## [WORK TASK]
Produce exactly the lines starting at the one containing "Target: brick kiln" and ending at the last line of the material, with nothing added.
+ + + + + + +
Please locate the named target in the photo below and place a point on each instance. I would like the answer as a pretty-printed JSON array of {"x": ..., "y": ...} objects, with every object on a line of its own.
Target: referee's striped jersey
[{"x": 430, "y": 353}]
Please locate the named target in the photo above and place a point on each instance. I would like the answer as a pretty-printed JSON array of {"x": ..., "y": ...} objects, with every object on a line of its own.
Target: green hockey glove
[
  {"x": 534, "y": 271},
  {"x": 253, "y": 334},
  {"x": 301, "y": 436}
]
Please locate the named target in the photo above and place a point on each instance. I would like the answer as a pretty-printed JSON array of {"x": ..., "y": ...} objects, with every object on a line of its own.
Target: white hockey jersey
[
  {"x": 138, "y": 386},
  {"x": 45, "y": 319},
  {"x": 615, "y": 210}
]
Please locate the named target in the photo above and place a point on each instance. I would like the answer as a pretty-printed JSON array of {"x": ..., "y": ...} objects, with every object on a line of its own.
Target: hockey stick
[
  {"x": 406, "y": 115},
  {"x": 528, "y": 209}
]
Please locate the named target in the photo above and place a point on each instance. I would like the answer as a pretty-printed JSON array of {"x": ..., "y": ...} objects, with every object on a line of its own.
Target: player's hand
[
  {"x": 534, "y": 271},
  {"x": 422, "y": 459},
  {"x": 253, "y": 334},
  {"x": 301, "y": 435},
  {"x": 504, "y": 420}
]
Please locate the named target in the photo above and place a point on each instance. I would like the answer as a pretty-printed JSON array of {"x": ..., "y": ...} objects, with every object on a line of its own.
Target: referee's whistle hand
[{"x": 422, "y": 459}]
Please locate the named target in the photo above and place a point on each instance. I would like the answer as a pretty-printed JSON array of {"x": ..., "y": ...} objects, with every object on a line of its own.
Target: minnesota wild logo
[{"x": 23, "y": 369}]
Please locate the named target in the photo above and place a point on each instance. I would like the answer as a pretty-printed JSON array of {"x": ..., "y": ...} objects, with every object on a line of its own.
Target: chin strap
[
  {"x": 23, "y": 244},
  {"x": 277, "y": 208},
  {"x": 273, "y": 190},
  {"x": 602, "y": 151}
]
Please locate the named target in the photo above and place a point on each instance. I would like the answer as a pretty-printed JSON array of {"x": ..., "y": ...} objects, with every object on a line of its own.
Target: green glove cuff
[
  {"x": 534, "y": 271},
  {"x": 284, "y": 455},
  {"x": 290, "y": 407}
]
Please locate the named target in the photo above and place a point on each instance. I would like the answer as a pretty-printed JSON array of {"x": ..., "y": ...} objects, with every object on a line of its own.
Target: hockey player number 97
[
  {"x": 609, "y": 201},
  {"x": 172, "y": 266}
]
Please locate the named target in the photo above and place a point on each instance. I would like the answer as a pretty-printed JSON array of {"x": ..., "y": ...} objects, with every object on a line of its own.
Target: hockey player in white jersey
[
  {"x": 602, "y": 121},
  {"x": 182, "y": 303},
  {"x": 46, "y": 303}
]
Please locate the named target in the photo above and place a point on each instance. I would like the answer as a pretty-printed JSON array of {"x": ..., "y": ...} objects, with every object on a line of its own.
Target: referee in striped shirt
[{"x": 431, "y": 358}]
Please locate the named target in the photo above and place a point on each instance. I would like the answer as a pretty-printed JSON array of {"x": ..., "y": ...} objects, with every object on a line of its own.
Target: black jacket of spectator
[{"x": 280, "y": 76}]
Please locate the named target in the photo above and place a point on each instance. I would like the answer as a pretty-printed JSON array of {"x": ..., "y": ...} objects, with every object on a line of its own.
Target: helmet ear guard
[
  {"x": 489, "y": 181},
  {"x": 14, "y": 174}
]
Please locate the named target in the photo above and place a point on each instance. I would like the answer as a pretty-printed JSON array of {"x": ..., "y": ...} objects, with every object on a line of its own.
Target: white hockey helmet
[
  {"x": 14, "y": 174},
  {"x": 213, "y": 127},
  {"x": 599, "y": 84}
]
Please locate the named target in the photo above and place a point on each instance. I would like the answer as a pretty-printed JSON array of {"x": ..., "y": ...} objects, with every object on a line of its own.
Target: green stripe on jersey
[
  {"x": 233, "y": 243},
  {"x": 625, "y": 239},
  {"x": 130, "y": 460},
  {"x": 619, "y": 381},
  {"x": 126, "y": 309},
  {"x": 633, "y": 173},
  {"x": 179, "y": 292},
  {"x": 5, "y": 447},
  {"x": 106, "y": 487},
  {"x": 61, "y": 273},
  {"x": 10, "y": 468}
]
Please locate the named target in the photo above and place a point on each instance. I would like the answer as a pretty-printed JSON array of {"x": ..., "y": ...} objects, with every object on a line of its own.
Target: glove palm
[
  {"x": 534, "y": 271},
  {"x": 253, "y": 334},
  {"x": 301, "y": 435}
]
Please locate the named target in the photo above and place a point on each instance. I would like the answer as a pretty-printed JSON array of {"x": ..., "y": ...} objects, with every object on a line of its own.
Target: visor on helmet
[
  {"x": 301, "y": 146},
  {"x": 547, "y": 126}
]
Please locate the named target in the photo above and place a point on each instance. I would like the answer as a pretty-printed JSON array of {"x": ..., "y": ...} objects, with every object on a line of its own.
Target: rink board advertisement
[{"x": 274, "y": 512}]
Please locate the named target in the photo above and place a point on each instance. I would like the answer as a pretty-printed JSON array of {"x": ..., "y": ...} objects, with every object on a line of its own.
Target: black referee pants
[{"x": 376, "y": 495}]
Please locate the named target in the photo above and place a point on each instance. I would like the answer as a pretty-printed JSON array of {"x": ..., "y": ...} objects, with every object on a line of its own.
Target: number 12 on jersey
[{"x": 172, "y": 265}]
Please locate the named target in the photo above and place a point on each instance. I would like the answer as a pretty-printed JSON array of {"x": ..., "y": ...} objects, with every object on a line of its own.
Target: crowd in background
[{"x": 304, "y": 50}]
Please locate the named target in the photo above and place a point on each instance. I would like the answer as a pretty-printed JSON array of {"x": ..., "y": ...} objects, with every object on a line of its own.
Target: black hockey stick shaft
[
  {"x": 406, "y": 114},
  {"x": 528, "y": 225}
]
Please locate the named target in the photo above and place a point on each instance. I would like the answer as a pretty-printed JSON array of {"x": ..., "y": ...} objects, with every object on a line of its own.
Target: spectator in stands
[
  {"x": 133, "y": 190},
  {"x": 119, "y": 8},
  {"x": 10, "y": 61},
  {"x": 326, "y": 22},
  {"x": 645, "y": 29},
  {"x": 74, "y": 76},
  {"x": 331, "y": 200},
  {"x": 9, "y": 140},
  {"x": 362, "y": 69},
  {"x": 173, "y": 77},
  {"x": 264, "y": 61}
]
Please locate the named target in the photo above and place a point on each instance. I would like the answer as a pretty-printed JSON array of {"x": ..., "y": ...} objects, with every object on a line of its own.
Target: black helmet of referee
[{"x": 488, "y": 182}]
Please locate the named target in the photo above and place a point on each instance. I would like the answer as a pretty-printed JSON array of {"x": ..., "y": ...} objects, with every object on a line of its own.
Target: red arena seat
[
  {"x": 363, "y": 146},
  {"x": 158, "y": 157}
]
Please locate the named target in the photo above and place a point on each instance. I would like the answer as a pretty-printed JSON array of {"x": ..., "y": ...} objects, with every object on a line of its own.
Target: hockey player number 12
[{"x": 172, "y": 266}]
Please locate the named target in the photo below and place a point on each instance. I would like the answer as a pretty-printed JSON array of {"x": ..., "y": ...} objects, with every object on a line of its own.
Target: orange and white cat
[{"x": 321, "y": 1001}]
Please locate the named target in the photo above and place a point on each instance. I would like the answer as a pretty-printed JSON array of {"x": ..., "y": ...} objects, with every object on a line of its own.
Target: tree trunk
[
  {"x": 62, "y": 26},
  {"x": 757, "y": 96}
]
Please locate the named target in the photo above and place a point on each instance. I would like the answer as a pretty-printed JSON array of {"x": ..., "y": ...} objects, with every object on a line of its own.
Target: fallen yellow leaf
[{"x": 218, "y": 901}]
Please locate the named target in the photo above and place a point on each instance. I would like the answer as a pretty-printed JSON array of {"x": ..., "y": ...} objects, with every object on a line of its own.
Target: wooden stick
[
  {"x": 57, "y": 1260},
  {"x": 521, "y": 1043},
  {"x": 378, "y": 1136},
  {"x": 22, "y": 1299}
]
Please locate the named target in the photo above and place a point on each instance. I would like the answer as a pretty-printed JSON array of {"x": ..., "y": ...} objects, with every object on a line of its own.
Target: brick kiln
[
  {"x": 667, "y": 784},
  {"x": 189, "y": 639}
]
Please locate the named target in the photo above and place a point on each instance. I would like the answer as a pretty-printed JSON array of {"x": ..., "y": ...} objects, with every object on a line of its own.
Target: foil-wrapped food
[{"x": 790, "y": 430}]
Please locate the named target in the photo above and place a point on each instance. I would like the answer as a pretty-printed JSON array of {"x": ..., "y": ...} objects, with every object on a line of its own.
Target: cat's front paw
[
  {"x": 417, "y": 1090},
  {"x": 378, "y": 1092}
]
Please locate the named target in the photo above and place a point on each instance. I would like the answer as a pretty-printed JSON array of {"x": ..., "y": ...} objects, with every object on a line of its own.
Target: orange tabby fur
+ + + + + + +
## [TASK RESPONSE]
Target: brick kiln
[
  {"x": 667, "y": 784},
  {"x": 189, "y": 639}
]
Please locate the named target in the photo above and place a point on each instance. I would like the answer as a pretty-printed JSON array of {"x": ..., "y": ...} objects, with every object on a line of its own.
Target: foil-wrapped food
[{"x": 790, "y": 430}]
Please locate the named target in the photo above and place a point on each instance. I would like the answer as a pretty-printed JSON array of {"x": ..., "y": ...} objects, with every object on a line of its own.
Target: cat's front paw
[
  {"x": 417, "y": 1090},
  {"x": 378, "y": 1092}
]
Please locate the named target in the photo above and place a point on each instance. I would like the answer as a pretty-printed JSON array of {"x": ..., "y": ...} objects, with every object on a line of its own.
Target: orange tabby fur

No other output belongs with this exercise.